The task
Reproduce the lines below word for word, omitting the pictures from your copy.

(Bounding-box lines)
::::::::

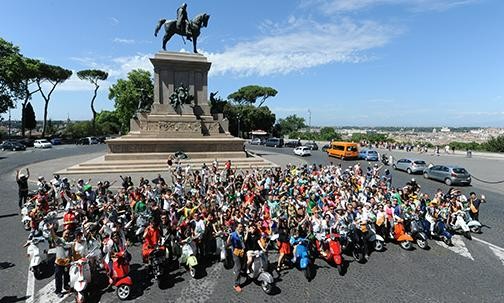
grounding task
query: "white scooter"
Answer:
[25,236,49,280]
[21,202,35,230]
[465,208,481,234]
[70,249,100,303]
[450,210,472,240]
[249,234,278,295]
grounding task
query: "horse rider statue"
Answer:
[177,3,192,41]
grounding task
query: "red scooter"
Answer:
[316,233,343,276]
[105,250,133,301]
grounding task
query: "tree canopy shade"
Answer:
[77,69,108,134]
[0,38,25,113]
[228,85,278,107]
[36,63,72,137]
[109,69,154,133]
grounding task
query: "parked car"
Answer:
[51,138,62,145]
[304,142,318,150]
[0,141,26,151]
[285,140,301,147]
[392,158,427,174]
[294,146,311,157]
[17,138,35,147]
[265,138,284,147]
[423,165,471,186]
[250,138,261,145]
[33,139,52,148]
[75,138,89,145]
[359,148,379,161]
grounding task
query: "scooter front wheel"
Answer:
[189,266,196,279]
[116,284,131,301]
[400,241,413,250]
[336,264,343,276]
[469,226,481,234]
[417,239,429,249]
[261,281,273,295]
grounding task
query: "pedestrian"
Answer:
[53,230,73,298]
[16,168,30,209]
[469,192,486,221]
[227,223,245,293]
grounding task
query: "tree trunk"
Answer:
[42,100,49,138]
[91,85,100,135]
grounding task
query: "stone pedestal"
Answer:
[107,52,245,155]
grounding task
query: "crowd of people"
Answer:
[16,161,485,296]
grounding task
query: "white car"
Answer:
[294,146,311,157]
[33,139,52,148]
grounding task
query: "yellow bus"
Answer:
[326,142,359,160]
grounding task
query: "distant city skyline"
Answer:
[0,0,504,127]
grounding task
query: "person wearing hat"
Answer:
[16,168,30,209]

::::::::

Worked answer
grounding task
query: "white scooter"
Answer:
[25,236,49,280]
[21,202,35,230]
[465,208,481,234]
[70,249,100,303]
[450,210,472,240]
[249,234,278,295]
grounding task
query: "horse rider statue"
Answer:
[177,3,192,41]
grounding task
query: "red scooter"
Answer:
[316,233,343,276]
[105,250,133,301]
grounding task
query: "tree canopy shade"
Answer:
[77,69,108,134]
[0,38,25,113]
[228,85,278,107]
[36,63,72,137]
[109,69,154,133]
grounding task
query: "parked car"
Answer:
[51,138,62,145]
[304,142,318,150]
[0,141,26,151]
[285,140,301,147]
[392,158,427,174]
[294,146,311,157]
[17,138,35,147]
[265,138,284,147]
[423,165,471,186]
[250,138,261,145]
[33,139,52,148]
[75,138,89,145]
[359,148,379,161]
grounding task
query: "scooter front wheel"
Answer:
[189,266,196,279]
[116,284,131,301]
[400,241,413,250]
[336,264,343,276]
[469,226,481,234]
[417,239,429,249]
[261,281,273,295]
grounding task
query: "pedestrian"
Answer:
[53,230,73,298]
[16,168,30,209]
[469,192,486,221]
[227,223,245,293]
grounding task
query: "tree trunk"
Answer:
[42,100,49,138]
[91,85,100,135]
grounding task
query: "stone pedestal"
Answer:
[107,52,245,155]
grounding task
query: "crowd of people"
Answer:
[16,161,485,296]
grounding task
query: "white car"
Answer:
[294,146,311,157]
[33,139,52,148]
grounding task
query: "yellow bus"
Answer:
[326,142,359,160]
grounding task
query: "distant city skyline"
Answer:
[0,0,504,127]
grounding task
query: "person wearing hat"
Answer:
[16,168,30,209]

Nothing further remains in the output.